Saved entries
⟨
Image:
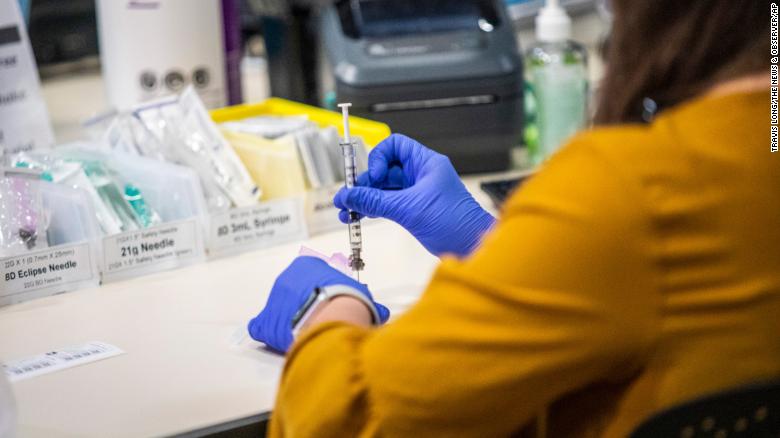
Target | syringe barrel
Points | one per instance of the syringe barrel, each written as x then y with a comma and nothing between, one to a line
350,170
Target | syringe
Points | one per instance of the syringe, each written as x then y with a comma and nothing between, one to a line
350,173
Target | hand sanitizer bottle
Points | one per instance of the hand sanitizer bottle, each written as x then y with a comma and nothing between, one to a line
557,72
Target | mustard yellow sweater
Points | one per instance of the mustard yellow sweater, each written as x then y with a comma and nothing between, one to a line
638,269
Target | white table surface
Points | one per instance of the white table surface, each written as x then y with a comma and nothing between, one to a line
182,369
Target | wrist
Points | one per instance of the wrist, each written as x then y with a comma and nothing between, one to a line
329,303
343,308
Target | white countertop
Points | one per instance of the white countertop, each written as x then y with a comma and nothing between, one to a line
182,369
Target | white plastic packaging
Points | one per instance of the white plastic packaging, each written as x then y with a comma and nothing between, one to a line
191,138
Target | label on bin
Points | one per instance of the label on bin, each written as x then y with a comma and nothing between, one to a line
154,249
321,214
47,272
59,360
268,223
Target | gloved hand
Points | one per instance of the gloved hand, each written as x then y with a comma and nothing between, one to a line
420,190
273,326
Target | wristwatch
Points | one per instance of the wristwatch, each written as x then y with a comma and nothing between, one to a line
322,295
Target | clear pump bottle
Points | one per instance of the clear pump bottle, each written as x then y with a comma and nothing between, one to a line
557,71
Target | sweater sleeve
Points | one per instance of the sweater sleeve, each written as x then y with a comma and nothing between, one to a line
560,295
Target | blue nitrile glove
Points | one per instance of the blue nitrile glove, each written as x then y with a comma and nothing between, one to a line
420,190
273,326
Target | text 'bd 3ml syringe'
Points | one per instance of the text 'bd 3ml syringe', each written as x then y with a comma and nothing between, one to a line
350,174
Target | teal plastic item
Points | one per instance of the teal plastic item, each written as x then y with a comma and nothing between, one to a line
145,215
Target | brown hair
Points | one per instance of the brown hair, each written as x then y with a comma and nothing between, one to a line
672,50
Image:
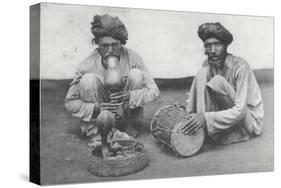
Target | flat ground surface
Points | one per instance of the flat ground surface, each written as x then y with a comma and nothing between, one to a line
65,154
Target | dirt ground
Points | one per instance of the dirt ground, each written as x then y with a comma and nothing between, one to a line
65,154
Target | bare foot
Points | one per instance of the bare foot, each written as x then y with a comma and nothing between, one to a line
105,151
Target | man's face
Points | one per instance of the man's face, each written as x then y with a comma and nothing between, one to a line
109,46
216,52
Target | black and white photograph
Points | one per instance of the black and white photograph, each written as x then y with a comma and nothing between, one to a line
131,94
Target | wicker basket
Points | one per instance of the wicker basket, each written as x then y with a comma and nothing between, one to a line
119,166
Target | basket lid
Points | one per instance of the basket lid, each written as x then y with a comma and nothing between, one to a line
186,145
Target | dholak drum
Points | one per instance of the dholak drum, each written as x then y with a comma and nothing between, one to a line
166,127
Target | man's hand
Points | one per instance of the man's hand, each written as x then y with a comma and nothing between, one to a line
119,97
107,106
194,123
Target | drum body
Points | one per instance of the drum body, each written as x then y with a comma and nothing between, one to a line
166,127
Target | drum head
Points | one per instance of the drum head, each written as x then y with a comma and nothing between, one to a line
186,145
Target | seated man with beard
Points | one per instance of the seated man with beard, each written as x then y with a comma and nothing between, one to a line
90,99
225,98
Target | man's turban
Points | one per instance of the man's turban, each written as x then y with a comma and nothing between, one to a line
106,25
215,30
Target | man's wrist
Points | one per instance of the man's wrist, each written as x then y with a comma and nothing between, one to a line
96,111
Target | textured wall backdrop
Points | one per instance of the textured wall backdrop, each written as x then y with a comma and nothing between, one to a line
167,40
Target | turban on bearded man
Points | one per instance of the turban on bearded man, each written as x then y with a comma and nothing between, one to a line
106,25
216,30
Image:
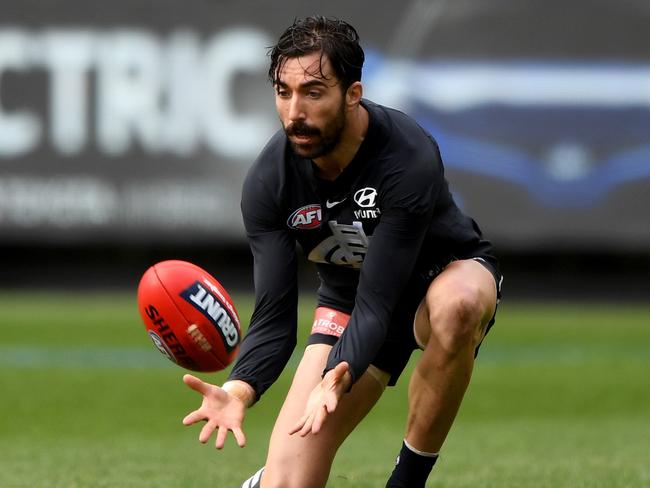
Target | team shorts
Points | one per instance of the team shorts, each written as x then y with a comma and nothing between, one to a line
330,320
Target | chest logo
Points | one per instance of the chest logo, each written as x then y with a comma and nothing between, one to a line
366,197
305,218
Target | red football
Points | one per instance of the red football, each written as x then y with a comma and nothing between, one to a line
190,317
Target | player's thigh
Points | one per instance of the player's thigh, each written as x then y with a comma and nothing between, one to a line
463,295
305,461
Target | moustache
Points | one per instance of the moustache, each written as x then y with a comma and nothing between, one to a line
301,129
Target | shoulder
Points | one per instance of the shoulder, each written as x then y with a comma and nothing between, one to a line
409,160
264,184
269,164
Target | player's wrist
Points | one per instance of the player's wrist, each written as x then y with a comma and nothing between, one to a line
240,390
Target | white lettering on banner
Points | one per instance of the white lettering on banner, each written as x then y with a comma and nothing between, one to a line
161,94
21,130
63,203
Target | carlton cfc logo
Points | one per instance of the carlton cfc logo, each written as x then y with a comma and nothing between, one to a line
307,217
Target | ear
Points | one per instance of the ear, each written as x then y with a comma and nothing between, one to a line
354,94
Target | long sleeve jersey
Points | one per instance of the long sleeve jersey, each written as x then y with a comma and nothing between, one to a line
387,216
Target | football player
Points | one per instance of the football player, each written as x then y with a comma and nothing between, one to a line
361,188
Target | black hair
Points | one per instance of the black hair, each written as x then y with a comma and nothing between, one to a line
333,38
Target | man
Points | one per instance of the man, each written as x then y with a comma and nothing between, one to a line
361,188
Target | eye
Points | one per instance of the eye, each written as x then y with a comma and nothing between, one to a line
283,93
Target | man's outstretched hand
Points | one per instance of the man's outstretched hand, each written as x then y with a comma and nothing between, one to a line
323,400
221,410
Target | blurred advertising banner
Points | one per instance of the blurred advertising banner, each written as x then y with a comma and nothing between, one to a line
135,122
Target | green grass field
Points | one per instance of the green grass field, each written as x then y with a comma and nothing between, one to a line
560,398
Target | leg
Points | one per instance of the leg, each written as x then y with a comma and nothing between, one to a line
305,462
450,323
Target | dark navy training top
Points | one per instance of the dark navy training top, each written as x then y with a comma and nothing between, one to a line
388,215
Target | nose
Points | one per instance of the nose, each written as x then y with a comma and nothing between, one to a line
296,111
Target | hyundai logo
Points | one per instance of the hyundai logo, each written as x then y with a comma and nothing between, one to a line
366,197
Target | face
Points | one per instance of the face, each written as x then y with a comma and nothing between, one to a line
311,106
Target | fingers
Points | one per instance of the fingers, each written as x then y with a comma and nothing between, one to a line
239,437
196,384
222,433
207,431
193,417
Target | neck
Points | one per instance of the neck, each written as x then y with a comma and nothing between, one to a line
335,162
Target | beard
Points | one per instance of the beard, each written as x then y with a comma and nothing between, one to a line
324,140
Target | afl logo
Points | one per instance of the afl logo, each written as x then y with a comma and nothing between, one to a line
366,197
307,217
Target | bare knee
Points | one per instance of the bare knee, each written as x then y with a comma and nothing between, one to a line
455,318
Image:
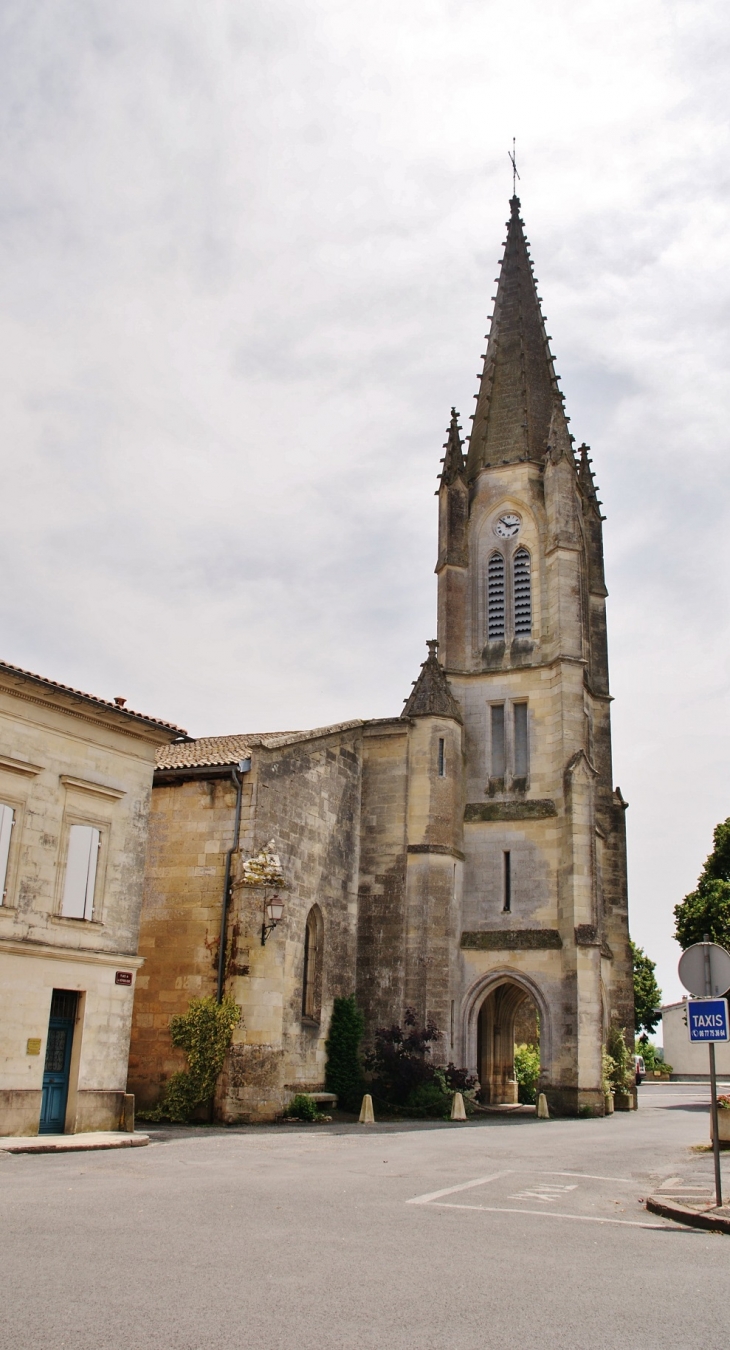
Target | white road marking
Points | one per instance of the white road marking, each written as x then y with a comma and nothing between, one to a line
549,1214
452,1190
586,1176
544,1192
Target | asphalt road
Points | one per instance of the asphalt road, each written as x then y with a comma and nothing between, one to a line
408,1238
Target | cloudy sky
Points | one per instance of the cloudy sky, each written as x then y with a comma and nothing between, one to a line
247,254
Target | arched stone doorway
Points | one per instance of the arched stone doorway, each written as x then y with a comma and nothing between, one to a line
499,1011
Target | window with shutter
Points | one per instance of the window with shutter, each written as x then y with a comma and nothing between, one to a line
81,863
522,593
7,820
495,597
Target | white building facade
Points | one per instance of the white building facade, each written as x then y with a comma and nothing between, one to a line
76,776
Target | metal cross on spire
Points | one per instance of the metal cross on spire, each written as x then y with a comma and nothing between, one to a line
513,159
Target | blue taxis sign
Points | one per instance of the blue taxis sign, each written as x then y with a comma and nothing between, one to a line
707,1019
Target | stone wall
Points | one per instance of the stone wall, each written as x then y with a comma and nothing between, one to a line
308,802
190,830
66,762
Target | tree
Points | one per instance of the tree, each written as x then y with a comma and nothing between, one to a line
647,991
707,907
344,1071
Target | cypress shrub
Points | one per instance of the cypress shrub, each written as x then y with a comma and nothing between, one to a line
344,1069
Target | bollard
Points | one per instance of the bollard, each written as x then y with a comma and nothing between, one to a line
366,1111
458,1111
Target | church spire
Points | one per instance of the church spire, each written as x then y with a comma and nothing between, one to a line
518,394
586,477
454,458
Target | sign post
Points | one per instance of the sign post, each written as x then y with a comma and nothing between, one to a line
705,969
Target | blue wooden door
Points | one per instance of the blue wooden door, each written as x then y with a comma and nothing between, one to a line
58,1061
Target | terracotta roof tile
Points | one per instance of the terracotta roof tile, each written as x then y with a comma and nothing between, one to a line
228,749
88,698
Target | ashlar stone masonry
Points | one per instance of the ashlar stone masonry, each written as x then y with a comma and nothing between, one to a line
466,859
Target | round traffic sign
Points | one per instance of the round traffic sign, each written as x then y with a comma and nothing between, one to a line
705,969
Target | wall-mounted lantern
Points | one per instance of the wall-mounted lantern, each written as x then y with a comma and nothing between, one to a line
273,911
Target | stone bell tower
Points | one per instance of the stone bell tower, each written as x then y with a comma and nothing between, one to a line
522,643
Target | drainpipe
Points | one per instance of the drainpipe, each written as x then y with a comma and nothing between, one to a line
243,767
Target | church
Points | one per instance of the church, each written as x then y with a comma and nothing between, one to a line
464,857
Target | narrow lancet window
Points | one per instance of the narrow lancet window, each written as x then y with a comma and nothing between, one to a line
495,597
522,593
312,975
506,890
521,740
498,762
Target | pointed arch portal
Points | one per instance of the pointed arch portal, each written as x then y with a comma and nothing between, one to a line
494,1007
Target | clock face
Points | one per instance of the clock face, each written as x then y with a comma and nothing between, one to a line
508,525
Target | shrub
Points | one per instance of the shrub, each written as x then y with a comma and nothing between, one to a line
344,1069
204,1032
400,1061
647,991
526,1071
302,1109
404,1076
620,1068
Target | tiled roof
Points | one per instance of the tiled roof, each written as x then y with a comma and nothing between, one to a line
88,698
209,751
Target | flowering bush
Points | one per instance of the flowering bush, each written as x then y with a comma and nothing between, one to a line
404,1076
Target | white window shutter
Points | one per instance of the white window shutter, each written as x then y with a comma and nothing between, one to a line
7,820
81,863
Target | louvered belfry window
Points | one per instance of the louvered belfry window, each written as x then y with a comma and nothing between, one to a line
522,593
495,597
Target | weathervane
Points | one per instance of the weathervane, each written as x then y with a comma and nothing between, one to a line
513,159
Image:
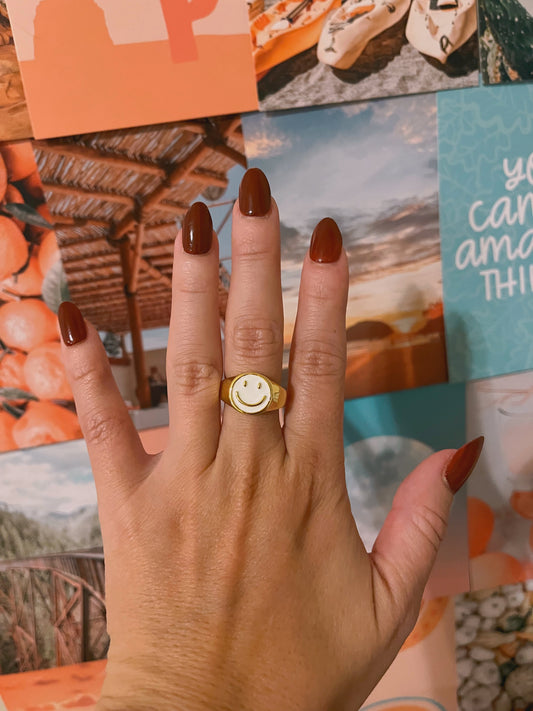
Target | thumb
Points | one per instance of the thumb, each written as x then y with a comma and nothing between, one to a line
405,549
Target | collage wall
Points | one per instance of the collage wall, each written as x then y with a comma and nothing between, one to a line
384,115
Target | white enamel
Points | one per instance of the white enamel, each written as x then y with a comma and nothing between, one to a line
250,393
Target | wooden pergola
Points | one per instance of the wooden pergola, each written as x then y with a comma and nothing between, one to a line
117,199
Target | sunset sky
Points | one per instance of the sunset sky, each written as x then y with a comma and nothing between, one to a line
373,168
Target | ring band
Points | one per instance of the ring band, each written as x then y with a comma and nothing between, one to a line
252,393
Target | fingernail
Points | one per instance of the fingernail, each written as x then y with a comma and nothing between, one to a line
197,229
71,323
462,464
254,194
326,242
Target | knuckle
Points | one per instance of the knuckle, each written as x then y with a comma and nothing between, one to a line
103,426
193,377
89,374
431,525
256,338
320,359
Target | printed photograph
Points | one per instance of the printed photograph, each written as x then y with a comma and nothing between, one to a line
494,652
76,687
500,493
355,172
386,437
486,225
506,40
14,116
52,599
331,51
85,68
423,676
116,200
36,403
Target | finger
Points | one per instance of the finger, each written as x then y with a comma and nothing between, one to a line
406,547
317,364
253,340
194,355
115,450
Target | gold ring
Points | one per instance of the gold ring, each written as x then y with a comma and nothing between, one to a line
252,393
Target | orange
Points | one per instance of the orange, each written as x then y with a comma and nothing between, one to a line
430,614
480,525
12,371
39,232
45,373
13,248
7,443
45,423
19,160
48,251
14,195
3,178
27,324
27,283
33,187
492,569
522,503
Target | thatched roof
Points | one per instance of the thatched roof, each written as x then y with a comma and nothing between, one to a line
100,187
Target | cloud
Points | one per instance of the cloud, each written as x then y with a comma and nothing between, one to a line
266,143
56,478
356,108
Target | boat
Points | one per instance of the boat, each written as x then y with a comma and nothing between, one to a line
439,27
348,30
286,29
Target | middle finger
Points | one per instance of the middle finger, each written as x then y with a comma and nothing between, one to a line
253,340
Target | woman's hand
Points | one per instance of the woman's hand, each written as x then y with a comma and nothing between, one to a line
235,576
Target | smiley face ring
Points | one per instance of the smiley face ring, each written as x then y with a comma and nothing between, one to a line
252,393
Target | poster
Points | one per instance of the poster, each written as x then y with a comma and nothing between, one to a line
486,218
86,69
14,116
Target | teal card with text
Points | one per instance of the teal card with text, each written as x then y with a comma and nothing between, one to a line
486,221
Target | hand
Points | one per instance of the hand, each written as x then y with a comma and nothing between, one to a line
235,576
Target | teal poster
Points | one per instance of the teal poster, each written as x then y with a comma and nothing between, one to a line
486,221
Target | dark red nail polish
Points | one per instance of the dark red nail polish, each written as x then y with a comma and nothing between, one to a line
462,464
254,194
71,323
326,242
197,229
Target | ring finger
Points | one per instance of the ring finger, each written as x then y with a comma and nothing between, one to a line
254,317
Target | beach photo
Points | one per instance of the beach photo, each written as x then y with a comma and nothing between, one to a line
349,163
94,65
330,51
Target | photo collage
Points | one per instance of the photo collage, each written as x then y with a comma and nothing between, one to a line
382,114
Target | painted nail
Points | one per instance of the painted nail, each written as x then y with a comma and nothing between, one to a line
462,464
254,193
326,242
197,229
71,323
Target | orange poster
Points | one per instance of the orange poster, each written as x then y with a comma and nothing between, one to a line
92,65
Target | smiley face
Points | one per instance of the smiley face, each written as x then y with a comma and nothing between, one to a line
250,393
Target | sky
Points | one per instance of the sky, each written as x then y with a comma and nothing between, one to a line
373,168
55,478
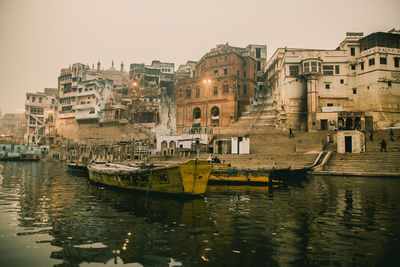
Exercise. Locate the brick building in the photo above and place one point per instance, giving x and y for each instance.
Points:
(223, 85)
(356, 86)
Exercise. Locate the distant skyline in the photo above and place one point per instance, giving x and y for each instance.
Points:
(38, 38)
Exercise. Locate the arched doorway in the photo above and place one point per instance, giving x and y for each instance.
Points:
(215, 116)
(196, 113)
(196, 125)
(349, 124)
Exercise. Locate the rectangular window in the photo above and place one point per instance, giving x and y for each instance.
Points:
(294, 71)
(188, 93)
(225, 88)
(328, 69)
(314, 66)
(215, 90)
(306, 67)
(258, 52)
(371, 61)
⟩
Pictures should not appear in the copy. Write out exactly the lines above from the first one through the line that contains "Target | mustard yellow sweater".

Image:
Target | syringe barrel
Points | one per instance of the syringe barrel, each written as x then y with a comma and nothing between, one to a line
350,170
Target | syringe
Points | one per instance of the syringe, each written as x then y with a comma and nothing between, one to a line
350,173
Target | hand sanitizer bottle
Points | one per instance of the hand sanitizer bottle, each written as x then y with a comma and nothing between, one to a line
557,72
Target | mustard yellow sweater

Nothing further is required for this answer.